■ **Anforderung a**: Welchen weiteren Begriff verwendet Catford laut dem Textauszug über Unübersetzbarkeit für cultural untranslatability?

Als weitere mögliche Ursache für linguistic untranslatability führt Catford (1965: 96) Oligosemie an, die er wie folgt definiert: „if a SL item has a particularly restricted range of meaning it may not be possible to match this restriction in the TL”. Dennoch, so betont er wiederholt, führt das Auftreten solcher „[f]ormal linguistic differences” nicht per se zu Unübersetzbarkeit (ibid.). In der Regel weist der Kontext darauf hin, welches Element eines polysemen oder oligosemen lexikalischen Items funktional relevant ist und ein entsprechendes funktionales Äquivalent für den spezifischen Kontext kann in der Zielsprache gewählt werden (cf. ibid.: 96). Unübersetzbarkeit tritt nur dann auf, wenn diese formalen Kriterien „textually-functionally-relevant feature[s] of the SL text” sind (ibid.: 98), beispielsweise in einem Wortspiel dass auf der Polysemie eines Begriffs in der Ausgangssprache beruht (cf. ibid.).

Unterschiede in den Konzepten der Ausgangs- und Zielkultur („the absence of a situational feature, functionally relevant for the SL text in the TL culture” ibid.: 99) können zu cultural untranslatabilty führen (cf. ibid.: 99). Häufig, so Catford (1965: 100), lässt sich diese jedoch durch eine direkte Übernahme des Wortes in den Text der Ausgangssprache lösen „leaving its contextual meaning to emerge from the co-text (or else explaining it in a footnote)” oder indem ein Lehnwort mit ähnlicher Funktion genutzt wird, das in der Zielkultur etabliert ist. Catford (1965: 101) schlussfolgert, dass cultural untranslatabilty oft nur insofern als unübersetzbar zu betrachten ist, dass „the use in the TL text of any approximate translation equivalent produces and unusual collocation”; aus diesem Grund spricht er auch von collocational untranslatability. Abhängig davon, ob im Ausgangstext ebenfalls eine wenig frequente Kollokation auftritt, kann eine solche im Zieltext auch Zeichen einer guten Übersetzung sein (cf. ibid.: 103). Collocational untranslatability bezieht sich daher nur auf Fälle, in denen der Ausgangstext eine gewöhnliche Kollokation hat, deren Übersetzung im Zieltext jedoch zu einer ungewöhnlichen führen würde.

■ **Bereitgestellte Datensätze**:
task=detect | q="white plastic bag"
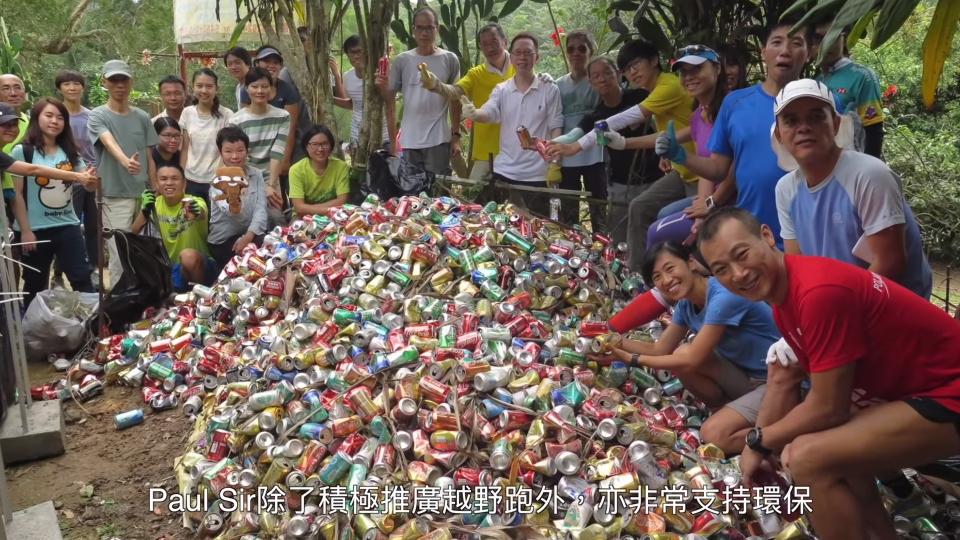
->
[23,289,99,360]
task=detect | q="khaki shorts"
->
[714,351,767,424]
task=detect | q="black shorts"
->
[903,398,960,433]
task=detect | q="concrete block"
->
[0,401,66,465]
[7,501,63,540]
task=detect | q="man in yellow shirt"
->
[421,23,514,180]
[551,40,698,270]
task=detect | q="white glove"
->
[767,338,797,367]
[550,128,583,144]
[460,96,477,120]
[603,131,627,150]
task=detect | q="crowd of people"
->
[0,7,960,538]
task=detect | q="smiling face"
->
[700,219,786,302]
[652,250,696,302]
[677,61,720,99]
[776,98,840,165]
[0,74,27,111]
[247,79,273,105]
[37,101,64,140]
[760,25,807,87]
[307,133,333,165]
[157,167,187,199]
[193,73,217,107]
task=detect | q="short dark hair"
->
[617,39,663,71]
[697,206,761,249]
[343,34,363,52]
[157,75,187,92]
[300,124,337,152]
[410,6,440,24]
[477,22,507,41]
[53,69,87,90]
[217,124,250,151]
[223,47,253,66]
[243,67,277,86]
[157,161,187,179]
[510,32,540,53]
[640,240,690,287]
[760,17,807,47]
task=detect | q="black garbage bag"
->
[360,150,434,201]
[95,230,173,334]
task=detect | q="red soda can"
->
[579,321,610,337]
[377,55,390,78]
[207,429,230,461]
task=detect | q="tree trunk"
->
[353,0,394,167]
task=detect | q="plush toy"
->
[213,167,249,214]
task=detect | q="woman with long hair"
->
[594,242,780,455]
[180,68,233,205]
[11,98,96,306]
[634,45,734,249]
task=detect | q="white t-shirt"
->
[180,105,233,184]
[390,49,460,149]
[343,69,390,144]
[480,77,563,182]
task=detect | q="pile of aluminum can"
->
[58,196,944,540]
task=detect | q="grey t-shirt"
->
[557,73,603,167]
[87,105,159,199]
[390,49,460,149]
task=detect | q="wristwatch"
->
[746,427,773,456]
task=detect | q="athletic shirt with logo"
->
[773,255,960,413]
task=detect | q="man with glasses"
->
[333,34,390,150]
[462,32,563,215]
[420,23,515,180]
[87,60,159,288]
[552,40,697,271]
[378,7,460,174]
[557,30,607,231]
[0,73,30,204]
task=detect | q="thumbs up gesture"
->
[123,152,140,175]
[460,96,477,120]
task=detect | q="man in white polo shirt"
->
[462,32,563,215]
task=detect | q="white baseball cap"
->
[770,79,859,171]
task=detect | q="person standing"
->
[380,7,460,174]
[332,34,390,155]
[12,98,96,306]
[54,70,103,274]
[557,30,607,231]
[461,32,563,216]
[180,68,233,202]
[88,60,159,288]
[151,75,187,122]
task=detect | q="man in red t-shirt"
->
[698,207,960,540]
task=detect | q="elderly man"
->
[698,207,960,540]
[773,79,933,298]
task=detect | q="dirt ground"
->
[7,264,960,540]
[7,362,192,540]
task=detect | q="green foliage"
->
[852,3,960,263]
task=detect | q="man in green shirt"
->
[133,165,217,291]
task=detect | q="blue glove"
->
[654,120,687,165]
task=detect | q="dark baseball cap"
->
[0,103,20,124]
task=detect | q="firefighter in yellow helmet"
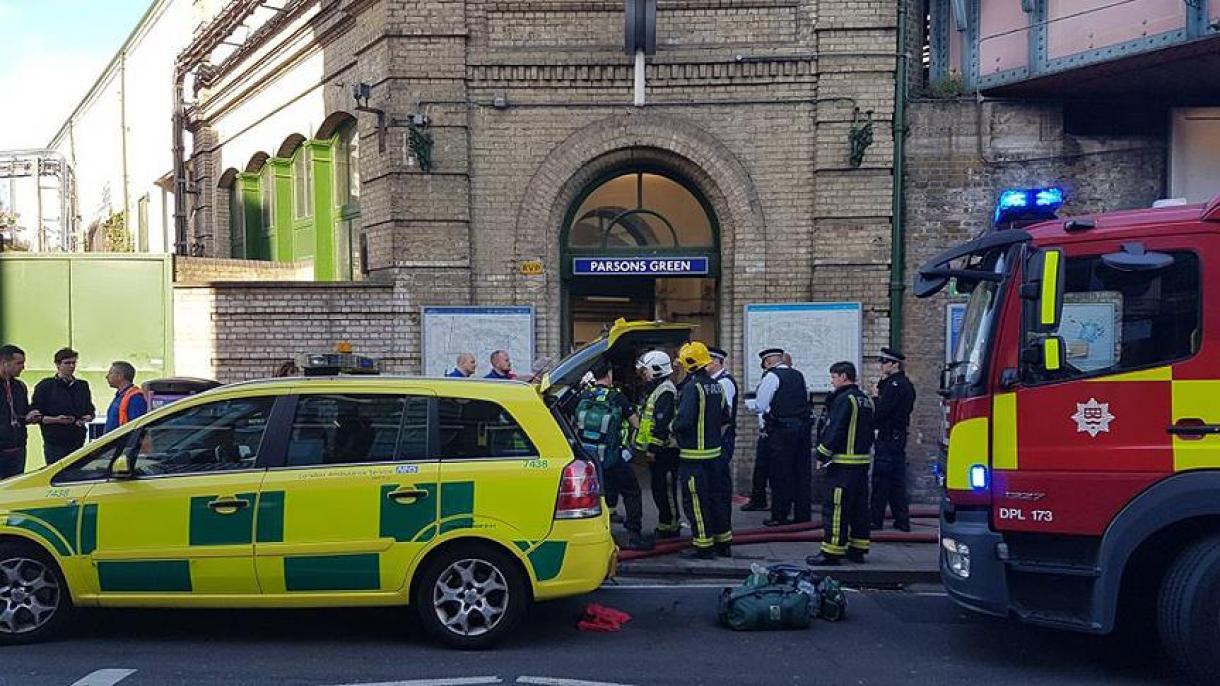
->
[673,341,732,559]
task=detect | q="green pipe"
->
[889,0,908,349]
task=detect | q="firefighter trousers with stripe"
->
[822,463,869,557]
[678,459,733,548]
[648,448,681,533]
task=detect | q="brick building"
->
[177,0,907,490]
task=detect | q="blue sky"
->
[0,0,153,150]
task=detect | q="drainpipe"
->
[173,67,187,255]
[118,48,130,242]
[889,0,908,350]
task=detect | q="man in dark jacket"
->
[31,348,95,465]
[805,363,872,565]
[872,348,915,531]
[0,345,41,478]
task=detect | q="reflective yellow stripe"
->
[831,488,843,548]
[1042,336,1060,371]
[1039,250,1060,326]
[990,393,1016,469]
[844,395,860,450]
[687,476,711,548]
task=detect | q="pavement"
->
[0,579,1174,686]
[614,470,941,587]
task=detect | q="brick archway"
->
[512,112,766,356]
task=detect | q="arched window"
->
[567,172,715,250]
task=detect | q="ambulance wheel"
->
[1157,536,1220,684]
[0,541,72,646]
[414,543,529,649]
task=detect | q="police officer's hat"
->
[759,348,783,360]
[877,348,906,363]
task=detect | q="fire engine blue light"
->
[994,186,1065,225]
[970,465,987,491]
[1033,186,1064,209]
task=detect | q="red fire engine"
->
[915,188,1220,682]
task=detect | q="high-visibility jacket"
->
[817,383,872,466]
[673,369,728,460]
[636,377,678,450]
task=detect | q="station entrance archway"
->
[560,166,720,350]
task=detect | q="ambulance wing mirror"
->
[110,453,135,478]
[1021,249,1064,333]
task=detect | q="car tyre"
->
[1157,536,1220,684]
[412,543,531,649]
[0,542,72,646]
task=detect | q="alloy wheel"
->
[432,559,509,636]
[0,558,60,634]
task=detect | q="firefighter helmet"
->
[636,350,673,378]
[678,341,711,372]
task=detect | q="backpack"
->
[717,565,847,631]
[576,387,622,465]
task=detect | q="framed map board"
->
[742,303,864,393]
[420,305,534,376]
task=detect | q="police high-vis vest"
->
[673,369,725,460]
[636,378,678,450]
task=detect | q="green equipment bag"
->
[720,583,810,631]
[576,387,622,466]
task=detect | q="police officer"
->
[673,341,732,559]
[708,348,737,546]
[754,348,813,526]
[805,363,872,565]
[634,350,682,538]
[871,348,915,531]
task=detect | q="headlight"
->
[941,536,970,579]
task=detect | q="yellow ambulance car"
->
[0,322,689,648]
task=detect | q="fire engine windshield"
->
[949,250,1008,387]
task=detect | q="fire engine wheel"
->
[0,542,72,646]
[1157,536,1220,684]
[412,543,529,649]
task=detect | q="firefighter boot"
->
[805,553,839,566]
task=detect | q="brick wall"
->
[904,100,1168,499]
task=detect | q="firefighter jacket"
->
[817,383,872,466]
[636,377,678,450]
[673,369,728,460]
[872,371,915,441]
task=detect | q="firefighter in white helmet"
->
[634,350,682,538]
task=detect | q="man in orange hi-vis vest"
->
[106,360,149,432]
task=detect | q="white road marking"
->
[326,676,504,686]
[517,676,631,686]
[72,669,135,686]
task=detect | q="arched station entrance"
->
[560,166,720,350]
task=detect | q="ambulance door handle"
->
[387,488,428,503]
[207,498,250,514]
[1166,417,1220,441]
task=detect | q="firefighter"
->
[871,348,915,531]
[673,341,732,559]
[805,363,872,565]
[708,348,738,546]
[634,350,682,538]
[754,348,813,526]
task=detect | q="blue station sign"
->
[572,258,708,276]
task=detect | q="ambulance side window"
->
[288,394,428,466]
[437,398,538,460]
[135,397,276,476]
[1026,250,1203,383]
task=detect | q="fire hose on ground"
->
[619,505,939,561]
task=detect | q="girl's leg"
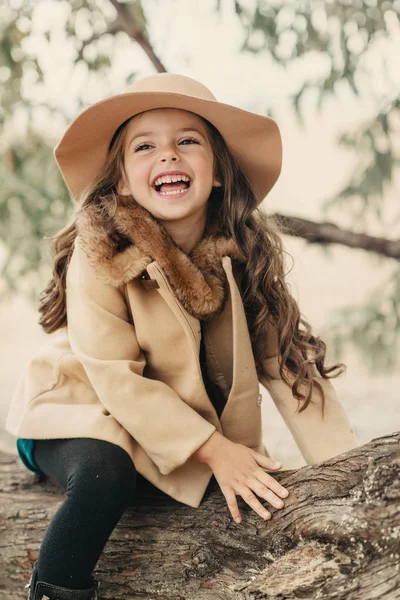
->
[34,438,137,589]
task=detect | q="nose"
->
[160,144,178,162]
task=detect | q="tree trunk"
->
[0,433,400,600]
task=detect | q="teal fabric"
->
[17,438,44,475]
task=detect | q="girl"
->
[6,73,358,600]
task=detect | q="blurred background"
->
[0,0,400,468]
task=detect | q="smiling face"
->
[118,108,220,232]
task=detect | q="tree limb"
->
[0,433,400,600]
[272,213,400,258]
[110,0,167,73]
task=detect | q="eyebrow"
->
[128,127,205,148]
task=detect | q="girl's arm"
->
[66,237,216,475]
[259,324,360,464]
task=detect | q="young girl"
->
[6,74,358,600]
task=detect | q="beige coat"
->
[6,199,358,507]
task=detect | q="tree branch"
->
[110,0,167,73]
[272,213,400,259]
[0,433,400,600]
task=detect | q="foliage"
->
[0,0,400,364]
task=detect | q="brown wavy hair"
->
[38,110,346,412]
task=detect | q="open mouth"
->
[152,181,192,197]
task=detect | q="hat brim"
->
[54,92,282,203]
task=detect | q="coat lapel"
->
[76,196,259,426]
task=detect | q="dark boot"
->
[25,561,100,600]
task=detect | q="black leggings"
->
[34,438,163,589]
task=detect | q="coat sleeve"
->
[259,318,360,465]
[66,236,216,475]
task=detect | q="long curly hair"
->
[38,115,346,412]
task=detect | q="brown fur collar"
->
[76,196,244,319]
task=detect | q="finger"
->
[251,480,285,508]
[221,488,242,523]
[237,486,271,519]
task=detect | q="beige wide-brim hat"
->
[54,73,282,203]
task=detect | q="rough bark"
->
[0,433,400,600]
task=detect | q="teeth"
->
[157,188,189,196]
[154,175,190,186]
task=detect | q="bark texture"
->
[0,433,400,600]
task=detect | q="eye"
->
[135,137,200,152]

■ **Anforderung b**: Liste jede Zeile der Datensätze auf, die das Wort „boot" enthält, und beachte dabei die Groß- und Kleinschreibung.

■ **Ergebnis a**: Er spricht auch von collocational untranslatability.

■ **Ergebnis b**:
task=detect | q="firefighter boot"
task=detect | q="dark boot"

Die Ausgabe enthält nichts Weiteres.